## Work instruction
Give back the data in full, with every line exact.

Supplied data: Begin

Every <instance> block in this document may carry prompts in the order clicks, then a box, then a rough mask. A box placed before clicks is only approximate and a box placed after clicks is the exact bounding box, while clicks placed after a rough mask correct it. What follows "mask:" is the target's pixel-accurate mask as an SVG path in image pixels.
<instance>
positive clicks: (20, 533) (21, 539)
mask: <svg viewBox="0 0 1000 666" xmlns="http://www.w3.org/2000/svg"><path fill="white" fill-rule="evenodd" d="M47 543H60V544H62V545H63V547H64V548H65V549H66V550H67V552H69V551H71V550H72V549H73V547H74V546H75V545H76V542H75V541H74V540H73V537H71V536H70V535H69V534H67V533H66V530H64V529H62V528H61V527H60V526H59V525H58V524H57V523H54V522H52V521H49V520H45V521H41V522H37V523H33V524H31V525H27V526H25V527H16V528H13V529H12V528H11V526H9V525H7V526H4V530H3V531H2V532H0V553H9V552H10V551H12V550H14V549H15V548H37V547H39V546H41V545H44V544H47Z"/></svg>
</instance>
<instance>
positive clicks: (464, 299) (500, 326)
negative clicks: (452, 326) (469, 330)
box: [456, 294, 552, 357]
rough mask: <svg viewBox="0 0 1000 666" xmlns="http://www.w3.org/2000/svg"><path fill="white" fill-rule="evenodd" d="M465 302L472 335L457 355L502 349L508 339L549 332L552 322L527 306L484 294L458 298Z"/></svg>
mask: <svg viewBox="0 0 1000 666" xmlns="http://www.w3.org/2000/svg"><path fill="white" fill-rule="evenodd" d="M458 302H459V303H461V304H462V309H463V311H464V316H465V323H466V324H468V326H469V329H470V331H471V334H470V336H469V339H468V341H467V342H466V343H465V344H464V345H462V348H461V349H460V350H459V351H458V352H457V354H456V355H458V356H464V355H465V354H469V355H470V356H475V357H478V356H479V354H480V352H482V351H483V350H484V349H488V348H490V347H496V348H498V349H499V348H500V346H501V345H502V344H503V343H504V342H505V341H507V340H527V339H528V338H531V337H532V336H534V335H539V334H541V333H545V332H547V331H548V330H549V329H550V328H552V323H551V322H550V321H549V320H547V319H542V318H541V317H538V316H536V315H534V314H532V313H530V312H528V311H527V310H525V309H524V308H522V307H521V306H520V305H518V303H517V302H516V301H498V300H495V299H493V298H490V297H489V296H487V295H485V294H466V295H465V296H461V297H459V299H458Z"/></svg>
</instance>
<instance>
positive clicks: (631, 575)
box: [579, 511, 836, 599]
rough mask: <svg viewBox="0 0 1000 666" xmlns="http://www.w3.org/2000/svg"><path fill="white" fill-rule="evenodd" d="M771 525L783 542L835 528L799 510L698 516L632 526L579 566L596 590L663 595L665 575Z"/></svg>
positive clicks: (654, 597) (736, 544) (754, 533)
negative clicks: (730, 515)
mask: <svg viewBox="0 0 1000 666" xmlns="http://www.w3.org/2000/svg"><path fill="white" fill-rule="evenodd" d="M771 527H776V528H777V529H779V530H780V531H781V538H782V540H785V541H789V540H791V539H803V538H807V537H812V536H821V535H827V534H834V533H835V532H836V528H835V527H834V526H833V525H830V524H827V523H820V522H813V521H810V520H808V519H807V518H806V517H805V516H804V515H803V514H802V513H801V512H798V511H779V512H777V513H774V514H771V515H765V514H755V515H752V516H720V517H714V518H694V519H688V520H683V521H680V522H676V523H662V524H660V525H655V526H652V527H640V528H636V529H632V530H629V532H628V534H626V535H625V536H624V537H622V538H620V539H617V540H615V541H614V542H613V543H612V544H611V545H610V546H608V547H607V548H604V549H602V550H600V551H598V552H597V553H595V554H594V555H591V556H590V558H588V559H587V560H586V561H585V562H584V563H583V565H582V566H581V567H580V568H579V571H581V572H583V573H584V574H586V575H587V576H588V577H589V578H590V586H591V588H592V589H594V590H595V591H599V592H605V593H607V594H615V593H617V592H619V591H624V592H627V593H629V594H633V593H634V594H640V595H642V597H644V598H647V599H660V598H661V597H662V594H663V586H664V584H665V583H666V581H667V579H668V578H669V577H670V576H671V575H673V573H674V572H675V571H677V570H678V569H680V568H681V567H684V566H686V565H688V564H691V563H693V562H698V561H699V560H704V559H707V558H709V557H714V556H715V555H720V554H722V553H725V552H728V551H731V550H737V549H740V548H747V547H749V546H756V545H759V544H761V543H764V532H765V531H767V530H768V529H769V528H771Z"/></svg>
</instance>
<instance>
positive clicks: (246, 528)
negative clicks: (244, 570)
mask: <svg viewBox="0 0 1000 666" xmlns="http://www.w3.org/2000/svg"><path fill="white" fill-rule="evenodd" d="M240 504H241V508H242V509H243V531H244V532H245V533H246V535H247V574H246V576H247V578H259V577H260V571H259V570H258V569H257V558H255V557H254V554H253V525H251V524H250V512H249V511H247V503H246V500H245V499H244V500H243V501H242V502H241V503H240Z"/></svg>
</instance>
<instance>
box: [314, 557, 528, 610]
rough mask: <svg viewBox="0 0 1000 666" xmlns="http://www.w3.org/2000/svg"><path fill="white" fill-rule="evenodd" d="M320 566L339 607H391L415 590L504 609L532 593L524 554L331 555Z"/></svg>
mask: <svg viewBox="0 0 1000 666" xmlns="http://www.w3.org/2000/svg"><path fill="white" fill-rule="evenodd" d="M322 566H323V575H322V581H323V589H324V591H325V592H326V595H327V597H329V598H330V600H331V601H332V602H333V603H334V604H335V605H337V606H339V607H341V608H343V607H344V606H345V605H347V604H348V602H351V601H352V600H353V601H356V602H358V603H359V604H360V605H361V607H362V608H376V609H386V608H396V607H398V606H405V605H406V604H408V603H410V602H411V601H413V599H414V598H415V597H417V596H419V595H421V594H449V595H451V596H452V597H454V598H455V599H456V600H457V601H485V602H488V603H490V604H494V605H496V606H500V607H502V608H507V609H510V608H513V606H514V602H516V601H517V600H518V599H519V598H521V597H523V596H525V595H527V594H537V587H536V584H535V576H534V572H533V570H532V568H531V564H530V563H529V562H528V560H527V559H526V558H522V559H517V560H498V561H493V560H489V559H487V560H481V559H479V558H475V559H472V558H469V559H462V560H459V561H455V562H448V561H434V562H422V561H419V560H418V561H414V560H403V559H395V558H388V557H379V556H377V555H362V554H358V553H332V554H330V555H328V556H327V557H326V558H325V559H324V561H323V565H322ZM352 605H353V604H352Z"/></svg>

Supplied data: End

## Result for this task
Every <instance> block in this document may carry prompts in the order clicks, then a box, then a rough mask. A box placed before clicks is only approximate and a box placed after clicks is the exact bounding box, while clicks placed after a rough mask correct it. What follows "mask:" is the target's pixel-accurate mask as an SVG path in image pixels.
<instance>
positive clicks: (20, 533) (21, 539)
mask: <svg viewBox="0 0 1000 666" xmlns="http://www.w3.org/2000/svg"><path fill="white" fill-rule="evenodd" d="M47 543H60V544H62V545H63V547H64V548H65V549H66V550H67V552H69V551H71V550H72V549H73V547H74V546H75V545H76V542H75V541H74V540H73V537H71V536H70V535H69V534H67V533H66V530H64V529H62V528H61V527H60V526H59V525H58V524H57V523H54V522H52V521H49V520H45V521H41V522H37V523H33V524H31V525H27V526H25V527H16V528H13V529H12V528H11V526H9V525H7V526H4V530H3V531H2V532H0V553H9V552H10V551H12V550H14V549H15V548H37V547H39V546H41V545H44V544H47Z"/></svg>
</instance>
<instance>
positive clicks: (464, 299) (500, 326)
negative clicks: (452, 326) (469, 330)
box: [456, 294, 552, 357]
rough mask: <svg viewBox="0 0 1000 666" xmlns="http://www.w3.org/2000/svg"><path fill="white" fill-rule="evenodd" d="M465 302L472 335L457 355L502 349L508 339L549 332L552 322L527 306L484 294L458 298Z"/></svg>
mask: <svg viewBox="0 0 1000 666" xmlns="http://www.w3.org/2000/svg"><path fill="white" fill-rule="evenodd" d="M458 302H459V303H461V304H462V309H463V311H464V316H465V323H466V324H468V326H469V329H470V331H471V334H470V336H469V339H468V341H467V342H466V343H465V344H464V345H462V348H461V349H460V350H459V351H458V352H457V354H456V355H458V356H464V355H465V354H469V355H470V356H475V357H478V356H479V354H480V352H482V351H483V350H484V349H488V348H490V347H496V348H498V349H499V348H500V346H501V345H502V344H503V343H504V342H505V341H507V340H527V339H528V338H531V337H532V336H534V335H539V334H541V333H545V332H547V331H548V330H549V329H550V328H552V323H551V322H550V321H549V320H547V319H542V318H541V317H538V316H536V315H534V314H532V313H530V312H528V311H527V310H525V309H524V308H522V307H521V306H520V305H518V303H517V302H516V301H498V300H495V299H493V298H490V297H489V296H487V295H485V294H466V295H465V296H461V297H459V299H458Z"/></svg>
</instance>
<instance>
positive clicks: (631, 575)
box: [579, 511, 836, 599]
rough mask: <svg viewBox="0 0 1000 666" xmlns="http://www.w3.org/2000/svg"><path fill="white" fill-rule="evenodd" d="M771 525L783 542L835 528L799 510L698 516L632 526L579 566L596 590L663 595L665 575Z"/></svg>
positive clicks: (654, 597) (736, 544) (754, 533)
negative clicks: (730, 515)
mask: <svg viewBox="0 0 1000 666" xmlns="http://www.w3.org/2000/svg"><path fill="white" fill-rule="evenodd" d="M771 527H776V528H777V529H779V530H780V531H781V538H782V540H785V541H789V540H791V539H803V538H807V537H812V536H821V535H827V534H834V533H835V532H836V528H835V527H834V526H833V525H830V524H827V523H820V522H813V521H810V520H808V519H807V518H806V517H805V516H804V515H803V514H802V513H801V512H798V511H779V512H777V513H774V514H771V515H765V514H755V515H752V516H720V517H714V518H694V519H688V520H683V521H680V522H676V523H662V524H660V525H655V526H652V527H640V528H636V529H632V530H629V532H628V534H626V535H625V536H624V537H622V538H620V539H617V540H615V541H614V542H613V543H612V544H611V545H610V546H608V547H607V548H604V549H602V550H600V551H598V552H597V553H595V554H594V555H591V556H590V558H588V559H587V560H586V561H585V562H584V563H583V565H582V566H581V567H580V568H579V571H581V572H583V573H584V574H586V575H587V576H588V577H589V578H590V586H591V588H592V589H594V590H595V591H599V592H605V593H607V594H615V593H617V592H619V591H624V592H627V593H629V594H633V593H634V594H640V595H642V597H644V598H647V599H660V598H661V597H662V594H663V586H664V584H665V583H666V581H667V579H668V578H669V577H670V576H671V575H673V573H674V572H675V571H677V570H678V569H680V568H681V567H684V566H686V565H688V564H691V563H693V562H698V561H699V560H704V559H707V558H709V557H714V556H715V555H720V554H722V553H725V552H728V551H731V550H737V549H740V548H747V547H749V546H756V545H759V544H761V543H764V532H765V531H767V530H768V529H769V528H771Z"/></svg>
</instance>
<instance>
positive clicks: (246, 528)
negative clicks: (244, 570)
mask: <svg viewBox="0 0 1000 666" xmlns="http://www.w3.org/2000/svg"><path fill="white" fill-rule="evenodd" d="M240 504H241V508H242V509H243V531H244V532H245V533H246V535H247V574H246V576H247V578H259V577H260V571H259V570H258V569H257V558H255V557H254V554H253V525H251V524H250V512H249V511H247V503H246V500H245V499H244V500H243V501H242V502H241V503H240Z"/></svg>
</instance>
<instance>
box: [314, 557, 528, 610]
rough mask: <svg viewBox="0 0 1000 666" xmlns="http://www.w3.org/2000/svg"><path fill="white" fill-rule="evenodd" d="M320 566L339 607H391L415 590L504 609L532 593L524 554L331 555Z"/></svg>
mask: <svg viewBox="0 0 1000 666" xmlns="http://www.w3.org/2000/svg"><path fill="white" fill-rule="evenodd" d="M322 566H323V575H322V581H323V589H324V591H325V592H326V595H327V597H329V598H330V600H331V601H332V602H333V603H334V604H335V605H337V606H339V607H341V608H343V607H344V606H345V605H347V604H348V602H351V601H352V600H353V601H356V602H358V603H359V604H360V605H361V607H362V608H376V609H386V608H396V607H398V606H405V605H406V604H408V603H410V602H411V601H413V599H414V598H415V597H417V596H419V595H421V594H449V595H451V596H452V597H454V598H455V599H456V600H457V601H485V602H488V603H490V604H494V605H496V606H500V607H502V608H507V609H510V608H513V606H514V602H516V601H517V600H518V599H519V598H521V597H523V596H525V595H527V594H537V587H536V584H535V576H534V572H533V570H532V568H531V564H530V563H529V562H528V560H527V559H526V558H522V559H517V560H498V561H493V560H489V559H487V560H481V559H479V558H475V559H472V558H469V559H462V560H459V561H455V562H448V561H434V562H422V561H419V560H418V561H414V560H403V559H395V558H388V557H379V556H377V555H362V554H358V553H332V554H330V555H328V556H327V557H326V558H325V559H324V561H323V565H322ZM352 605H353V604H352Z"/></svg>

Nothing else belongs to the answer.